• _Directions_: A faithful transcription of the entries below is required.

• _Provided material_:
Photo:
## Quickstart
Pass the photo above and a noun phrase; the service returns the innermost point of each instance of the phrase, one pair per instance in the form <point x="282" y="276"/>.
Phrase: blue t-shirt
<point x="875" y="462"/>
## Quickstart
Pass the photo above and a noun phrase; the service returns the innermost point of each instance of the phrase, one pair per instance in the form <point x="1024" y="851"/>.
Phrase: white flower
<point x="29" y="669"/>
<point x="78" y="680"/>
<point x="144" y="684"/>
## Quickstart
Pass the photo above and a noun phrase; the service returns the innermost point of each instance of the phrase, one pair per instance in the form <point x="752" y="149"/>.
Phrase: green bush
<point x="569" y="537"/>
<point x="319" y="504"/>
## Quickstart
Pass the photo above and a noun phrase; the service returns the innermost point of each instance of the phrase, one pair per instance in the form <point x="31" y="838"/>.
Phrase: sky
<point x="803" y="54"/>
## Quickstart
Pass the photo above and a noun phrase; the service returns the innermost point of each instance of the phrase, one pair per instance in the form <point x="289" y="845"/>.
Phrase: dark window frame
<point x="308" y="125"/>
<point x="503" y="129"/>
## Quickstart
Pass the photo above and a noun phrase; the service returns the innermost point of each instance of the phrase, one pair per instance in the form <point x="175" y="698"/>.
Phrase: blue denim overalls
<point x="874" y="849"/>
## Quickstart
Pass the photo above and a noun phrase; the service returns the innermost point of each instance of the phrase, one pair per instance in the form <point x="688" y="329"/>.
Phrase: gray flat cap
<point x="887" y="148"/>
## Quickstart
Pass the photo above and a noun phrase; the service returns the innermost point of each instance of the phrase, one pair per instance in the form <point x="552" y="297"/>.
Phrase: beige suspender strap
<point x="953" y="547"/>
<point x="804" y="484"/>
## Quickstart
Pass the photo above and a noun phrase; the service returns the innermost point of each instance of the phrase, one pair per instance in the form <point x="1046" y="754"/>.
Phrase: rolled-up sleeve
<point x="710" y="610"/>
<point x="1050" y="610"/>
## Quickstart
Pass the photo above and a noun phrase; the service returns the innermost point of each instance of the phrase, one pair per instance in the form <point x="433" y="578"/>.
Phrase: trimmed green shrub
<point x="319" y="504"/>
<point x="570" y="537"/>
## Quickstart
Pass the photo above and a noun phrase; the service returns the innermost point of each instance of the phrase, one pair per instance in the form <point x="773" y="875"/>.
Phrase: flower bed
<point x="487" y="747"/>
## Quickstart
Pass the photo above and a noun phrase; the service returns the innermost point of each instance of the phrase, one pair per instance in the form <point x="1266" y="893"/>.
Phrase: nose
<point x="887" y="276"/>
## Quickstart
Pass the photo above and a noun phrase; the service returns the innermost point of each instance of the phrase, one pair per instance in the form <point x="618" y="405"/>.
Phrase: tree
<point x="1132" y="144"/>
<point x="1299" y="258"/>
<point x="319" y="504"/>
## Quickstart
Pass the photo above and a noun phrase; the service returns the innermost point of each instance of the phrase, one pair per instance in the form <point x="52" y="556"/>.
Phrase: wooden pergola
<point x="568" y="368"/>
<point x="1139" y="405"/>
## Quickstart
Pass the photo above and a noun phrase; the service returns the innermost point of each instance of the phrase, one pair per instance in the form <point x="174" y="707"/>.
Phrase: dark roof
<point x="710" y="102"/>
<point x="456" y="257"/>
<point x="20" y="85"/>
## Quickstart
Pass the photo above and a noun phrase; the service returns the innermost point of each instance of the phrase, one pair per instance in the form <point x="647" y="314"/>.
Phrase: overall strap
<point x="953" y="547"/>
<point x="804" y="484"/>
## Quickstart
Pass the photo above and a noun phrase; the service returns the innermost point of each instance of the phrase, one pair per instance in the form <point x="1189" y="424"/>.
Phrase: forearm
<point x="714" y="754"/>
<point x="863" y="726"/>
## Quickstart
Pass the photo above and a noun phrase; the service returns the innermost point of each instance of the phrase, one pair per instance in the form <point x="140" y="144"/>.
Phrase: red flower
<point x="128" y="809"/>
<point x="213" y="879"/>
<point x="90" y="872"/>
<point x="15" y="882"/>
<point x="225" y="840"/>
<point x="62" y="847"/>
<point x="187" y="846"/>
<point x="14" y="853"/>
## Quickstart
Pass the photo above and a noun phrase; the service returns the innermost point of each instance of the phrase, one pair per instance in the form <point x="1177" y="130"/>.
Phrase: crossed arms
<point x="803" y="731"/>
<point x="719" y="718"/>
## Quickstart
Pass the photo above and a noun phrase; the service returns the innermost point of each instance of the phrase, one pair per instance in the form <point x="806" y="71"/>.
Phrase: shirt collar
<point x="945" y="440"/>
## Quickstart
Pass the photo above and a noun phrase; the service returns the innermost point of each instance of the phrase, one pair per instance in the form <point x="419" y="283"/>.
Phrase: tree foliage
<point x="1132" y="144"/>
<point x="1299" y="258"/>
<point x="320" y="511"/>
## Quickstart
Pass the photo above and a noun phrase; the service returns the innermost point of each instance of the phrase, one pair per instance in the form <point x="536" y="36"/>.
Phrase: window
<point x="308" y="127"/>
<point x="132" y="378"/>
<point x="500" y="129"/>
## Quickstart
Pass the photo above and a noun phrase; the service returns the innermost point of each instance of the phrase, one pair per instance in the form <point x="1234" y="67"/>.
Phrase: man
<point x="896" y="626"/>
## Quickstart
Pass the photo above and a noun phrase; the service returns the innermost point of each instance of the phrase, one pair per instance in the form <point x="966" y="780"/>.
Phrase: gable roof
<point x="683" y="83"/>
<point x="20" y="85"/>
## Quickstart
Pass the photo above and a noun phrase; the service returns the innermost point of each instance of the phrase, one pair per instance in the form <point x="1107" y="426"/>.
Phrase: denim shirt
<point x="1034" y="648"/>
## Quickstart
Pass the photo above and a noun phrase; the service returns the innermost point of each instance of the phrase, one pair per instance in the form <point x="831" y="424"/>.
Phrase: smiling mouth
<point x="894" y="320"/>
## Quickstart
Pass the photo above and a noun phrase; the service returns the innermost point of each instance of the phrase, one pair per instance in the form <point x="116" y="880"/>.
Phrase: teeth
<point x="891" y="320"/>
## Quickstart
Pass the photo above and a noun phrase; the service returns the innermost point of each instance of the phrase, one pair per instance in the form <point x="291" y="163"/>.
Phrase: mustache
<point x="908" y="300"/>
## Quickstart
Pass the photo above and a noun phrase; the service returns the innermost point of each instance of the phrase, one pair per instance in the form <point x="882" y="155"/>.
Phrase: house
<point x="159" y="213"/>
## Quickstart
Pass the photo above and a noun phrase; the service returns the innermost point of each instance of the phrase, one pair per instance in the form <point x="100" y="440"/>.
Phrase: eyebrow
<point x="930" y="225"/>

• _Output for this exercise_:
Photo:
## Quickstart
Pass the photo above and a noun phrase; the service returns the innermost point of each instance of the phrase, one pair per instance in the form <point x="282" y="276"/>.
Phrase: blue t-shirt
<point x="875" y="462"/>
## Quickstart
Pass the photo above and a noun phrase; the service returns the innermost point of each instance of the phrase, one pair per instance in the form <point x="1024" y="851"/>.
Phrase: white flower
<point x="29" y="669"/>
<point x="78" y="680"/>
<point x="144" y="684"/>
## Quickstart
Pass the photo above and a noun phrase; the service returns the innermost point of each instance of the phrase, one pair per instance in the form <point x="752" y="149"/>.
Phrase: green bush
<point x="569" y="537"/>
<point x="319" y="504"/>
## Quickstart
Pass the photo above and a noun phrase; the service returns the innermost point of each instance of the phrase, one pair per instance in the form <point x="31" y="838"/>.
Phrase: sky
<point x="803" y="54"/>
## Quickstart
Pass the photo above and a noun phrase; the service returns the innermost point of each instance of the phrase, one pair per instance in the form <point x="289" y="845"/>.
Phrase: dark window frame
<point x="308" y="125"/>
<point x="503" y="129"/>
## Quickstart
Pass the photo above and a noun phrase; the service returns the innermost point of each instance of the phrase, one pair per instance in the form <point x="175" y="698"/>.
Phrase: blue denim overalls
<point x="874" y="849"/>
## Quickstart
Pass the photo above and a noun phrase; the service returns the innermost point of each instance of the phrase, one pair per instance in the form <point x="688" y="329"/>.
Phrase: gray flat cap
<point x="887" y="148"/>
## Quickstart
Pass the photo above and a noun phrase; the service returns the innermost point of each instance of the phrase, one pair per instance in the form <point x="552" y="297"/>.
Phrase: beige suspender strap
<point x="953" y="547"/>
<point x="804" y="484"/>
## Quickstart
Pass the photo above and a noun phrase; the service returns the innermost point of each instance of the phrase, one pair per instance in the form <point x="1046" y="754"/>.
Phrase: rolled-up sleeve
<point x="710" y="610"/>
<point x="1050" y="610"/>
## Quickstart
Pass the photo above and a noun phrase; the service returns the innermost point of each instance of the phrase, one pair per instance in the form <point x="433" y="578"/>.
Phrase: trimmed green shrub
<point x="319" y="504"/>
<point x="570" y="537"/>
## Quickstart
Pass the photo above and a noun phrase; the service returns the innermost point of each instance of the phrase, one pair per instance in the form <point x="773" y="875"/>.
Phrase: flower bed
<point x="487" y="747"/>
## Quickstart
Pass the photo above and a noun phrase; the service returns the innermost point of each instance of the phrase, one pair per instance in the form <point x="1266" y="893"/>.
Phrase: nose
<point x="887" y="276"/>
## Quickstart
Pass the photo above and a noun phrase; the service returns the innermost point of each instance of the phrase, one pair per instance in the form <point x="618" y="405"/>.
Phrase: tree
<point x="1132" y="144"/>
<point x="1299" y="258"/>
<point x="319" y="504"/>
## Quickstart
Pass the photo above and a noun phrase; the service returns the innermost point of each instance of the phrase, one pair per instance in the form <point x="52" y="556"/>.
Phrase: wooden pergola
<point x="568" y="368"/>
<point x="1139" y="405"/>
## Quickstart
Pass the photo above and a noun phrase; the service returns the innermost point of each instance of the phrase, one pair per instance in the form <point x="174" y="707"/>.
Phrase: dark roof
<point x="710" y="102"/>
<point x="456" y="257"/>
<point x="20" y="85"/>
## Quickstart
Pass the photo above and a noun phrase; the service returns the innermost point of each instance of the phrase, one pair per instance in the form <point x="647" y="314"/>.
Phrase: overall strap
<point x="953" y="547"/>
<point x="804" y="484"/>
## Quickstart
Pass the photo above and a noun phrase; the service returns the innermost point of each instance of the phrase, one pair per instance in the form <point x="1189" y="424"/>.
Phrase: forearm
<point x="714" y="754"/>
<point x="863" y="726"/>
## Quickstart
Pass the photo above and a noun phrase; the service returns the innermost point of each instance of the phrase, one pair per instance in the form <point x="140" y="144"/>.
Phrase: red flower
<point x="128" y="809"/>
<point x="213" y="879"/>
<point x="90" y="872"/>
<point x="15" y="882"/>
<point x="225" y="840"/>
<point x="62" y="847"/>
<point x="187" y="846"/>
<point x="14" y="853"/>
## Quickstart
Pass the photo above and a noun phrase; the service returns the innermost point of each instance of the phrase, one pair per instance in the form <point x="1177" y="130"/>.
Phrase: crossed arms
<point x="803" y="731"/>
<point x="719" y="718"/>
## Quickstart
Pass the photo above and a noun phrase; the service returns the innermost point of each instance of the phrase, one pair per instance in the form <point x="806" y="71"/>.
Phrase: shirt collar
<point x="945" y="440"/>
## Quickstart
Pass the photo above and a noun phrase; the service returns the innermost point of each instance of the phrase, one pair per instance in the form <point x="419" y="283"/>.
Phrase: tree foliage
<point x="1132" y="144"/>
<point x="1299" y="258"/>
<point x="320" y="511"/>
## Quickstart
Pass the photo above and a noun phrase; the service returns the innermost point of each instance of the phrase, one pair per instance in the form <point x="536" y="36"/>.
Phrase: window
<point x="308" y="127"/>
<point x="132" y="378"/>
<point x="500" y="129"/>
## Quickstart
Pass the photo above and a noun phrase; the service returns the innermost point of each instance of the phrase, one pair per instance in the form <point x="1234" y="67"/>.
Phrase: man
<point x="896" y="626"/>
## Quickstart
Pass the photo above and a noun phrase; the service returns the innermost point of each instance of the phrase, one pair per instance in the form <point x="966" y="780"/>.
Phrase: gable roof
<point x="683" y="83"/>
<point x="20" y="85"/>
## Quickstart
Pass the photo above and a noun phrase; the service returns the innermost point of each instance of the phrase, one pair per instance in the form <point x="1107" y="426"/>.
Phrase: denim shirt
<point x="1034" y="648"/>
## Quickstart
Pass the photo above and a noun phrase; the service returns the innermost point of each instance of the phrase, one pair per instance in the form <point x="831" y="424"/>.
Phrase: smiling mouth
<point x="894" y="320"/>
## Quickstart
Pass the photo above and a noun phrase; the service returns the innermost point of each instance of the phrase, one pair per instance in the form <point x="116" y="880"/>.
Phrase: teeth
<point x="891" y="320"/>
## Quickstart
Pass the photo above and a noun phrase; the service returns the innermost point of each instance of the phrase, one pair per instance in the form <point x="291" y="163"/>.
Phrase: mustache
<point x="908" y="300"/>
## Quickstart
Pass the photo above and a noun phrase; the service returns the innermost point of each instance of the phrase, one pair per instance in the form <point x="882" y="155"/>.
Phrase: house
<point x="159" y="213"/>
## Quickstart
Pass the photo above and a noun phrase; the service returns the innermost point of each instance of the phrase, one pair per instance in the form <point x="100" y="440"/>.
Phrase: eyebrow
<point x="930" y="225"/>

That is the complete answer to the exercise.